- [What you will do]: Leave out the pictures and print the rest of the entries exactly as they stand.

- [Provided information]:

----------

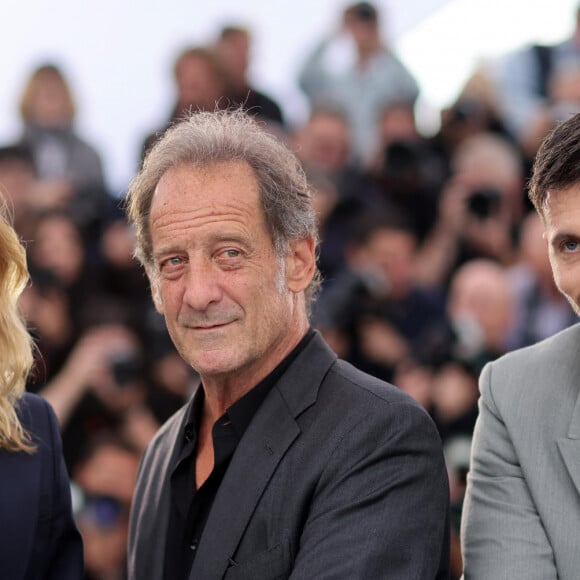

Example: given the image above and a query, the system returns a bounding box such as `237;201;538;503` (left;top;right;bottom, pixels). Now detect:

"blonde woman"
0;197;83;578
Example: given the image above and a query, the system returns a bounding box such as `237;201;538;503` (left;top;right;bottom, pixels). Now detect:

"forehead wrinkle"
150;160;268;255
150;201;266;257
151;187;260;226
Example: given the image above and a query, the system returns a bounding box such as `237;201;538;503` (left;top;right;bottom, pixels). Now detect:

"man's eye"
563;240;580;252
160;256;183;271
222;249;241;258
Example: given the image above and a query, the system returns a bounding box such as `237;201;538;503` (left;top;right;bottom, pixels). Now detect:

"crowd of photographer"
1;2;580;578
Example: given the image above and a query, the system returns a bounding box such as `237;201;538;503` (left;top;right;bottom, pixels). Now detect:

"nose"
182;256;223;311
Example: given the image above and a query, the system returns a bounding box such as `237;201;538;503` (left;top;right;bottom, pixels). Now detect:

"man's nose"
182;258;223;310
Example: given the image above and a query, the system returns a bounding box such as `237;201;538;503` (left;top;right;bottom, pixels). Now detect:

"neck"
200;316;309;423
357;40;381;64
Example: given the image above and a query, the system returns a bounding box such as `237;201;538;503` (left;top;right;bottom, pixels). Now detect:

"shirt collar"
182;328;315;441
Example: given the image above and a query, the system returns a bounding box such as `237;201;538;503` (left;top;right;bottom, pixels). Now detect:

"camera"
466;188;501;220
110;351;144;387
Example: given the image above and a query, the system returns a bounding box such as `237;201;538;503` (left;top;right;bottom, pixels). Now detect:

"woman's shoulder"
16;393;58;438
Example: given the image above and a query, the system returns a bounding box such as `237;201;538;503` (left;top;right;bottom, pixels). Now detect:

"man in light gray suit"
125;109;449;579
461;112;580;579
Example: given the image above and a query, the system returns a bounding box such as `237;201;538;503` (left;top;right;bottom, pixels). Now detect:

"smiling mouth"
191;322;232;330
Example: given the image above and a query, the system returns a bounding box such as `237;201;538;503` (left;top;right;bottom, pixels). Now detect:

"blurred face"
431;363;478;422
149;161;313;385
216;32;250;85
365;228;416;297
27;74;72;127
544;185;580;315
74;445;139;577
343;9;379;52
0;160;36;218
175;54;223;110
379;106;417;147
298;114;349;172
31;215;84;284
448;263;513;349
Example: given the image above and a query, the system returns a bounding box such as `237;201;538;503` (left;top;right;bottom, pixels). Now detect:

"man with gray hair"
126;109;449;580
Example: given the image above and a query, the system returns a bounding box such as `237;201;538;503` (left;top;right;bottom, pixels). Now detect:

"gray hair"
125;109;321;306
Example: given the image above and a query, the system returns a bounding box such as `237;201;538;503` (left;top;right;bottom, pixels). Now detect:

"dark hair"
347;209;416;248
346;2;378;23
219;25;250;40
529;112;580;213
0;144;36;171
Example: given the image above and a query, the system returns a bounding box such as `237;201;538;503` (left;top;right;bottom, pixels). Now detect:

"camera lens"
466;188;501;220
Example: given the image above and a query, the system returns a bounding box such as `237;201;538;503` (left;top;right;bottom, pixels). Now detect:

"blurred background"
3;1;580;577
0;0;577;193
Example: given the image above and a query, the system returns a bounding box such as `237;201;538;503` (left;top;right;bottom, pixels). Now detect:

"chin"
187;351;245;377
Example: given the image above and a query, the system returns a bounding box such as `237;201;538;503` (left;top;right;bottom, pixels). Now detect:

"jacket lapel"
557;384;580;499
131;404;190;580
190;332;337;580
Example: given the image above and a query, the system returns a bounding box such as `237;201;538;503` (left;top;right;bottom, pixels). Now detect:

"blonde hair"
0;197;35;452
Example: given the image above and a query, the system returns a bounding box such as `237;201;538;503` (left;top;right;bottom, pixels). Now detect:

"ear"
145;266;165;314
285;236;316;293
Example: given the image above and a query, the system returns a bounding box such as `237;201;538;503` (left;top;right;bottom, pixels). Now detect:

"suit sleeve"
41;397;84;580
461;362;557;579
290;401;450;580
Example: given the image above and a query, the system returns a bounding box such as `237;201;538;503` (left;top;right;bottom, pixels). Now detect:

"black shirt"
163;329;315;580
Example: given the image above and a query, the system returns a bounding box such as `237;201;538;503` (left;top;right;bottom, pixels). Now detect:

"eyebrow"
550;231;580;247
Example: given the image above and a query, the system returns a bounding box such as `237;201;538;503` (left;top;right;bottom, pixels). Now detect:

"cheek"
156;278;186;310
550;257;580;296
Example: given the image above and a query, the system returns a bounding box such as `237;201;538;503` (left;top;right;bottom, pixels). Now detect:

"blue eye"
159;256;184;275
563;240;580;252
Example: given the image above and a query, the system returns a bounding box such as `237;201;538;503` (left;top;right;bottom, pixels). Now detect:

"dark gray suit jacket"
128;332;449;579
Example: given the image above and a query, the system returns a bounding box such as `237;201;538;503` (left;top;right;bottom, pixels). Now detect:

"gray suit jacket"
461;323;580;579
128;332;449;579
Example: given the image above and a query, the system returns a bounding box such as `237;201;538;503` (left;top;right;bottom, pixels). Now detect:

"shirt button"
190;539;198;551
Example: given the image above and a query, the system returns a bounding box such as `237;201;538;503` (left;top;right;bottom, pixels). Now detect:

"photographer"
40;321;160;472
414;132;525;289
314;210;450;383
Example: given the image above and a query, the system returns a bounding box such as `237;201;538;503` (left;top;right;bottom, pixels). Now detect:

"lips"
178;310;240;329
193;322;230;329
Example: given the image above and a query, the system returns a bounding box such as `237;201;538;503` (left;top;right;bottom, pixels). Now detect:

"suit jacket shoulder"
482;322;580;426
129;332;449;580
0;393;83;579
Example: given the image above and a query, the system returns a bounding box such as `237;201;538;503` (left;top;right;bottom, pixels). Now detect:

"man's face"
148;161;309;384
543;184;580;315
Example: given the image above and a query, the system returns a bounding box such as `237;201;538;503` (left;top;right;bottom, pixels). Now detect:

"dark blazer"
0;393;83;580
128;332;449;579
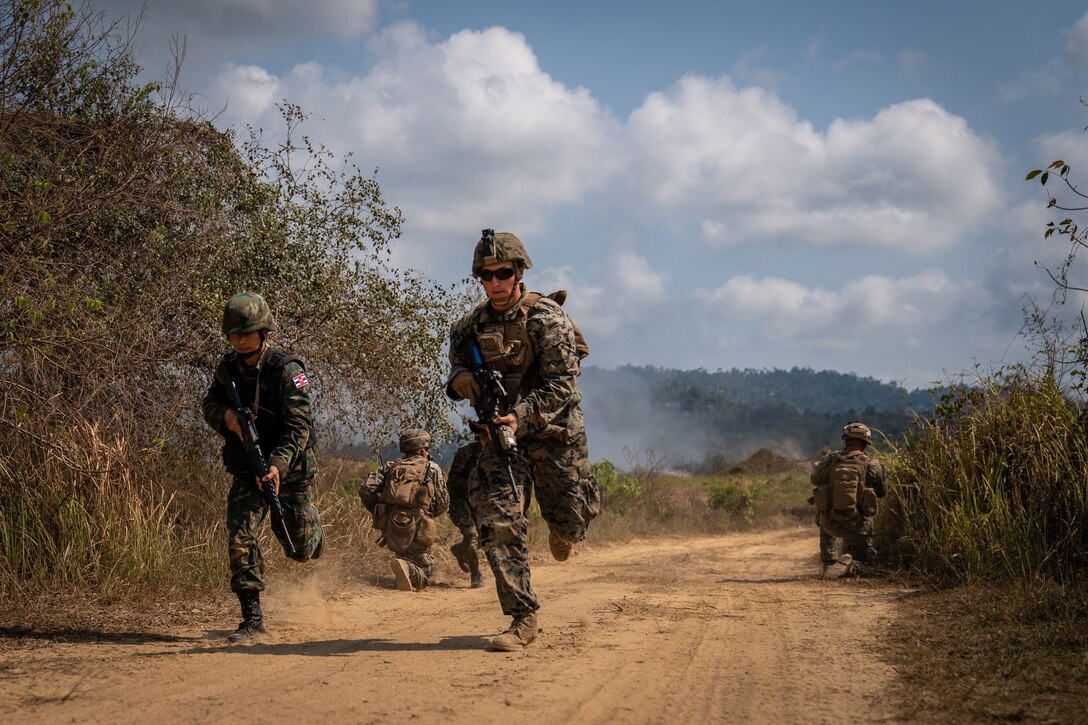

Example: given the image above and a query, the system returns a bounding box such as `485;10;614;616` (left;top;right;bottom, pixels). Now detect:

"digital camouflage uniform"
810;448;886;566
448;283;600;618
447;442;480;536
359;454;450;589
447;441;486;584
203;345;324;593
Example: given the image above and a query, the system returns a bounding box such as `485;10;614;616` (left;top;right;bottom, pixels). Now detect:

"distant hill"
579;365;936;469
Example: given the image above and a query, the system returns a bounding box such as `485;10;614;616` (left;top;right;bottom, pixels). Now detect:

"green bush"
885;368;1088;586
591;459;641;512
708;480;760;525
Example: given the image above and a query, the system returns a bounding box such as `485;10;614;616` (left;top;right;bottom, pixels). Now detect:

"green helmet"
472;229;532;276
221;292;276;336
841;421;873;445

----------

- [Answer to this problem]:
Example: given the image above and a query, the system returns a bounding box such as `237;201;538;503` (left;top;right;bottom, pixels). Now detect:

"blonde woman"
0;197;83;578
Example: given the image above and a query, the system returns a bounding box such as `237;201;538;503` (left;top;right;bottom, pixels). Now detect:

"forehead wrinkle"
150;160;268;255
150;201;266;257
151;187;260;226
Example: given the image above and a query, the system returns a bounding box such as `237;201;538;503` (left;top;right;bottom, pixels). Now detect:

"man's eye"
563;240;580;252
160;256;183;271
222;249;241;258
Example: given the image above and a query, the system returns a bounding box such as `237;201;538;503` (left;top;right;bottom, pixels). Now detect:

"crowd of photographer"
1;2;580;578
Example: given the image above and a query, the system returns a bounding box such as `237;201;538;503` (left;top;right;bottom, pixels). Now detect:

"nose"
182;256;223;311
Example: given the image above and a query, the system returns a bounding box such as `237;201;538;503` (left;top;right;bottom, pixels). Now detect:

"man's nose"
182;258;223;310
Example: given the image above and a query, the system returns a bounding box such as `237;201;538;503` (left;top;right;bottom, pixels). Now detect:

"neck"
200;316;309;423
357;40;381;64
Example: given the image above and a query, the system returns a bounding box such as `237;201;538;503` (left;top;right;bottom, pixels). Now detect:

"shirt collar"
182;328;315;441
Example: given the image above and a query, the system returns a bounding box such as `237;201;538;503` (left;top;right;bottom, pixels). Now detect:

"camera"
466;188;501;220
110;351;144;387
Example: given the image above and a query, the system returns a bounding box such as `237;201;538;503` (left;top;right;bottom, pixels). Now detect:

"woman's shoulder"
16;393;58;438
Example: given the image above and a query, the system returns a bounding box such as `237;201;538;503` (left;top;right;bottom, pixels). Now detect:

"man in light gray suit"
125;109;449;579
461;112;580;579
Example: given the image above and a query, the system returns a bounding box such as `237;201;538;503` (left;top;right;bottom, pixels). Now detect:

"smiling mouth"
191;322;232;330
Example: given the image above and a query, the system returns a bounding box such as `237;201;538;503` (left;top;right;bottom, pixels). Now detect:

"blurred face"
431;363;478;422
149;161;313;385
216;32;250;85
365;228;416;297
27;74;72;127
544;185;580;315
74;445;139;577
343;9;379;52
0;160;36;218
175;54;223;110
379;106;417;147
298;114;349;172
31;215;84;284
448;263;513;349
Example: given the image above and a query, the system returns a bounding box such as `237;201;538;503` (left;top;right;bottom, pixels). Now detect:

"man with gray hair"
126;109;449;580
Example: given the image above and a query, the system returns a bounding box such as `237;201;538;503` (left;top;right;bottom, pixels). Now detect:

"gray hair"
125;109;321;306
Example: given the image above and a query, the system returns a bounding box such as `237;201;538;503` (left;top;right;bottom, pixels). Now detect:

"dark hair"
347;209;416;248
346;2;378;23
219;25;250;40
529;112;580;213
0;144;36;171
Example: given the image above and a query, the system returns a bounding box such as `237;201;538;503` (left;top;right;bottom, pixels). Now detect:

"camera lens"
466;188;501;220
Example: given the image above and a query, the system returns a bounding box such as `237;201;538;503` (left;top;right;bottom, pixels). Now detect:

"blurred background"
3;1;580;577
0;0;577;193
Example: given the image above and a query, the system returns a bounding box such as `237;201;538;503` (left;top;right;bottom, pixels). Now detect:

"chin"
187;351;245;377
Example: given the image above and a query, the system returns a bounding box such as `237;201;538;503` (left;top;right;bottom, pixels). Now detect:

"jacket lapel"
557;384;580;499
131;404;190;580
190;332;337;580
Example: given the image above and a query, the system returns a bounding box such as `237;201;538;503` (left;top;right;bottom, pixels). Now detect:

"blonde hair"
0;197;35;452
Example: given the image above and a query, the system returns a bounding box such as `237;201;538;503` (left;top;right;bottom, pixels). Now detect:

"ear"
145;266;165;314
285;236;316;293
Example: given the image above and a query, the system returns a bounding box such as `237;201;538;503` (left;top;right;bottom, pixels). Now detect:

"suit sleeve"
41;397;84;580
461;362;557;579
290;401;450;580
Example: given the image above and a query, the system returns a bounding box such as `237;201;538;503` (left;top;right;bottom, pixels). Now detect:

"black shirt"
163;329;315;580
Example: given the image above and a query, the system returns a bounding box such as `237;201;538;503` (left;top;right;bottom, pixels). Now detect:

"eyebrow"
550;231;580;247
Example: given the image above and a query, the system returns a bounding box such as `237;201;538;503` (left;top;right;bottom, pixels). Now detect:

"cheek"
156;278;186;310
550;257;580;296
Example: given the image above and a query, the system returns a bounding box such as `237;201;538;503` (left;top;right;bottom, pixels). Now detect:

"blue eye"
159;256;184;275
563;240;580;252
Example: given the image above and a query, the system returns a bounding box such as `237;201;538;503` (left;top;right;bottom, pixels). Now detect:

"dark gray suit jacket"
128;332;449;579
Example: given the image above and a query, the system returns a bounding box such as `237;201;538;503` (left;top;right;bottom, pixels). Now detect:

"gray suit jacket"
461;323;580;579
128;332;449;579
Example: given the image above and a query, the system returns a bounding box such as `237;201;538;503` (left;top;right;bottom, pixels). Now detect:

"shirt button"
190;539;198;551
Example: given the image above and a query, the system returns a bounding box such as `237;201;538;503` (left;top;right;bottom, pixels). Now detect:

"photographer"
40;321;160;472
414;132;525;289
314;210;450;383
Example: given the image above and a query, the system returns a bounding box such as `237;201;538;503` (left;top;right;bottom, pixels). Now detect:

"lips"
178;310;240;329
193;322;230;329
Example: given the image above and a query, the system returns a bounding box such as `237;201;538;503` (left;top;right;bottom, pixels). Now detect:

"suit jacket shoulder"
482;322;580;426
129;332;449;580
0;393;83;579
Example: given the image above and a query, the system returns a bounding box such as `237;201;538;503` (left;top;right;bottom, pixels). Now detect:

"man's face"
148;161;309;384
543;184;580;315
Example: given the image above and a query, the system returns a bounding box such as `237;201;538;503` (left;top;right;bottom, pixels). Now detect:

"dark blazer"
0;393;83;580
128;332;449;579

Example: given the image above and a query, the system returns a bounding box such as `485;10;614;616` (left;top;right;bottom, pixels). Now detect:

"digital camouflage uniform"
810;448;886;566
448;283;600;618
447;442;480;536
359;454;450;589
447;441;486;584
203;345;324;593
Example: given the image above and a query, the system returns a bounding box such as `485;10;614;616` (left;top;right;bottom, pixels). Now detect:

"distant hill"
579;365;936;469
Example: given the image above and a query, the system returns a bounding box such as `485;10;614;616` (left;top;right;bottom, pixels). Now detect:

"green bush"
885;368;1088;586
591;459;641;512
708;480;760;525
Example: given the image above and a query, the system returns a bounding box such as `485;10;614;616` (left;top;right;bottom, pixels). Now detect:

"green helmet"
472;229;532;276
221;292;276;336
841;421;873;445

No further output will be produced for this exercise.